Excerpt provided ▸
The 3′ region of the H-fibroin gene was amplified with the Advantage 2 polymerase mix from the Ha23 genomic DNA self-ligated after BanII digestion. A 3-kb fragment was obtained in a PCR with primers HaH-R46 and HaH-F46. It was cloned and sequenced. The sequence matched the previously identified cDNA (Yonemura et al. 2006) but continued with 1819 nt beyond its poly(A) attachment site. The genomic sequence representing the 3′ end of H-fibroin allele 23 (Ha23HF3′) was assigned GenBank accession no. AB354592. The region with similarities to the 3′end of the H-fibroin gene of caddisflies and a few moths is shown in Fig. 5b.


Conservation of the L-Fibroin and H-Fibroin Silk Genes in Trichoptera and Lepidoptera

Analysis of the silk gland-specific cDNAs in R. obliterata complements earlier investigations in H. angustipennis and L. decipiens (Yonemura et al. 2006) and demonstrates that transcripts homologous to the lepidopteran L-fibroin and H-fibroin genes occur in all three suborders of Trichoptera. This paper shows that the organization of the L-fibroin and H-fibroin genes in R. obliterata and H. angustipennis is similar to that of the corresponding lepidopteran genes. Finally, the expression of both genes is restricted to the posterior silk gland section (Yonemura et al. 2006) like in Lepidoptera. These data suggest that ancestral H-fibroin and L-fibroin genes evolved about 250 mya (million years ago), prior to the separation of Trichoptera and Lepidoptera, and were retained in both orders. Fossil Trichoptera date back to ~235 mya (Sukacheva 1968, 1973), and fossil Lepidoptera to ~203 mya (Whalley 1985).

B. mori is the only lepidopteran in which the L-fibroin gene was analyzed (GenBank accession no. M76430) and found to contain six introns (Fig. 3). The L-fibroin gene of caddisflies R. obliterata and H. angustipennis (GenBank accession nos. AB354690 and AB354593, respectively) contains five introns that occur at positions comparable to those of introns 1–4 and intron 6 of B. mori, indicating that the fifth intron of B. mori was inserted into the gene after the moths had split from the caddisflies. The total length of introns is about 12,000 bp in B. mori, 9000 in R. obliterata, and <1500 in H. angustipennis. The first intron is much longer than any other and the fourth is the shortest in all species. Donor sequences at the exon/intron boundaries are close to the AGGTRAGT motif (exon sequence underlined), while the acceptor motif YYYYYYYNCAG is in some cases modified to YYYYYYYNTAG. Sequences TTAATC, TTAACT, TTGCTT, and TTGATG within the introns can be regarded as intron branch points.

(Dataset entries)
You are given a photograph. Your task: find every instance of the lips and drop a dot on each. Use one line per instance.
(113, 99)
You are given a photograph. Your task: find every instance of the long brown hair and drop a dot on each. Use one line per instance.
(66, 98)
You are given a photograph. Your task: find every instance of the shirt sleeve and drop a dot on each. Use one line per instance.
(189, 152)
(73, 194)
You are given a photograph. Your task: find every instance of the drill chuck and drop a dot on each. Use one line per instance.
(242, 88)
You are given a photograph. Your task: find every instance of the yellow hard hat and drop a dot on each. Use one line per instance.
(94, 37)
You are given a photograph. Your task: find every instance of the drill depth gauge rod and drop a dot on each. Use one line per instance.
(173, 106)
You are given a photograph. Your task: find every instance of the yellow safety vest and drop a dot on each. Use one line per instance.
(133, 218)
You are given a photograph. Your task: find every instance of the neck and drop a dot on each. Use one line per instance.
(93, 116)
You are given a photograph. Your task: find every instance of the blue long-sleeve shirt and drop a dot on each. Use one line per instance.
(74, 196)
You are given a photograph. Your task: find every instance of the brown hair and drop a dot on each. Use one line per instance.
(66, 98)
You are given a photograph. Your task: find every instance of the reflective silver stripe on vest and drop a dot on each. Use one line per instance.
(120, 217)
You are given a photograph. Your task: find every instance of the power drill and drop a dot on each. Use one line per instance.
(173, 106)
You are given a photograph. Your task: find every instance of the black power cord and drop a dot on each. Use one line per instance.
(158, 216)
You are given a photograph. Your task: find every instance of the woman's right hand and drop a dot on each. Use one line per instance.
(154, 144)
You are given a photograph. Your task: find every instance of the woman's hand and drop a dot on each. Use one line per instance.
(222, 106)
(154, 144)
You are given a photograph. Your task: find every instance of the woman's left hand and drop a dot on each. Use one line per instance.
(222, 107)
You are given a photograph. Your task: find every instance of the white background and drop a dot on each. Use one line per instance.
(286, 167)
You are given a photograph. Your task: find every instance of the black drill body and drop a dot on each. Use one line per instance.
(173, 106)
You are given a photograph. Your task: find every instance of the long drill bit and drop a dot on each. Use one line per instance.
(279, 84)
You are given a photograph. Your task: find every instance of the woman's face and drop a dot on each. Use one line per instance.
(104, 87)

What the exercise asks ▸
Reproduce the passage from the excerpt on silk fibroin genes, starting at "The 3′ region" and ending at "shown in Fig. 5b.". The lines above have no connection to the excerpt on silk fibroin genes.

Solution ▸
The 3′ region of the H-fibroin gene was amplified with the Advantage 2 polymerase mix from the Ha23 genomic DNA self-ligated after BanII digestion. A 3-kb fragment was obtained in a PCR with primers HaH-R46 and HaH-F46. It was cloned and sequenced. The sequence matched the previously identified cDNA (Yonemura et al. 2006) but continued with 1819 nt beyond its poly(A) attachment site. The genomic sequence representing the 3′ end of H-fibroin allele 23 (Ha23HF3′) was assigned GenBank accession no. AB354592. The region with similarities to the 3′end of the H-fibroin gene of caddisflies and a few moths is shown in Fig. 5b.